● What to do
Render the lines of every item below as a JSON list of strings, one string per line, skipping blank lines. Leave the pictures out of the list.

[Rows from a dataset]
-- start --

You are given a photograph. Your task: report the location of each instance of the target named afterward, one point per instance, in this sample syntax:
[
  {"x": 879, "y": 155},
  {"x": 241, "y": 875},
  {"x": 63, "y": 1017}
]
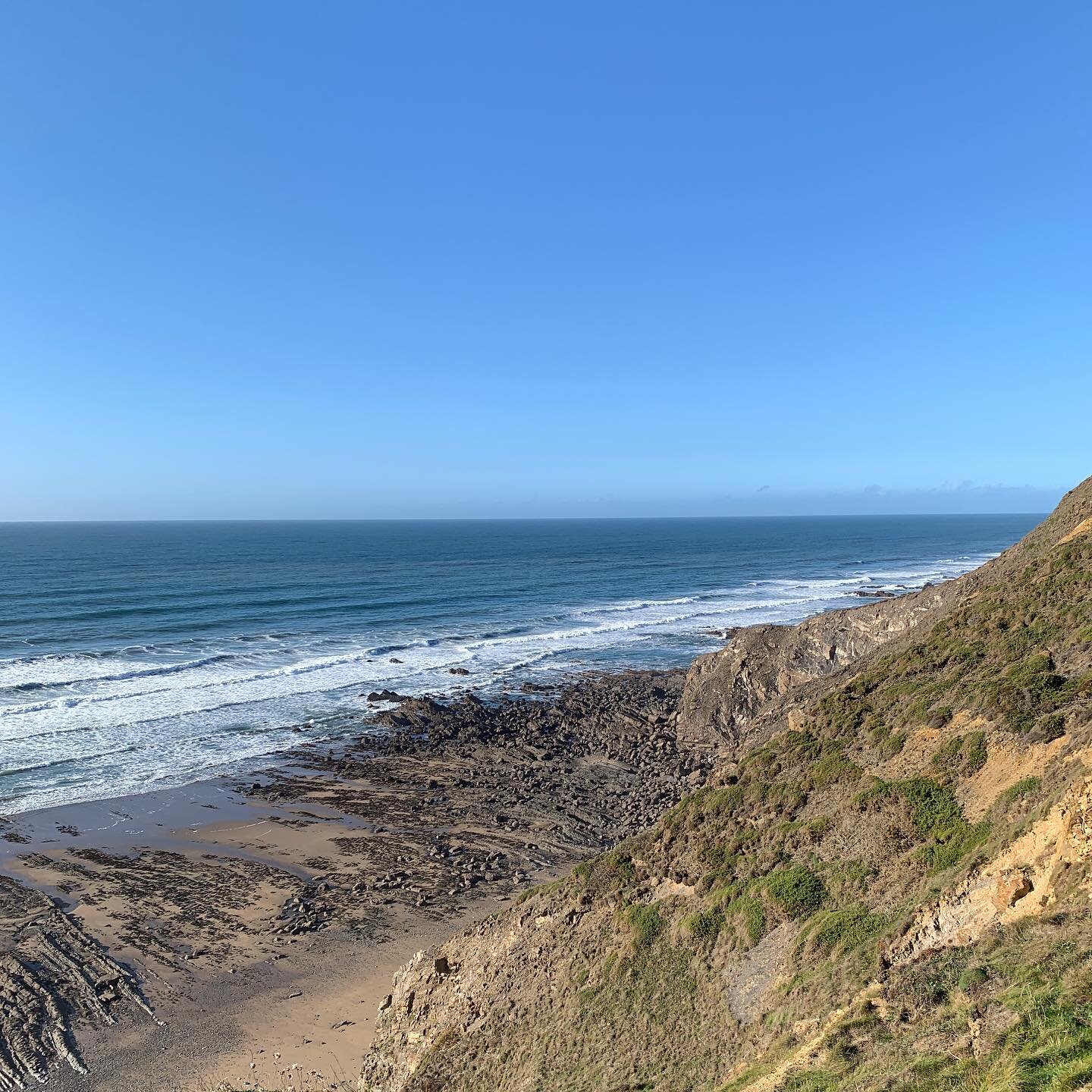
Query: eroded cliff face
[
  {"x": 889, "y": 868},
  {"x": 726, "y": 692}
]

-- end --

● Task result
[
  "You are given a photograph. Your task: report the location of each instance of the target named afterward, one point per instance, in this sample syntax:",
  "[",
  "  {\"x\": 879, \"y\": 155},",
  "  {\"x\": 241, \"y\": 875},",
  "  {\"x\": 63, \"y\": 1017}",
  "]",
  "Query: eroded cliff face",
  "[",
  "  {\"x\": 889, \"y\": 868},",
  "  {\"x\": 726, \"y\": 692}",
  "]"
]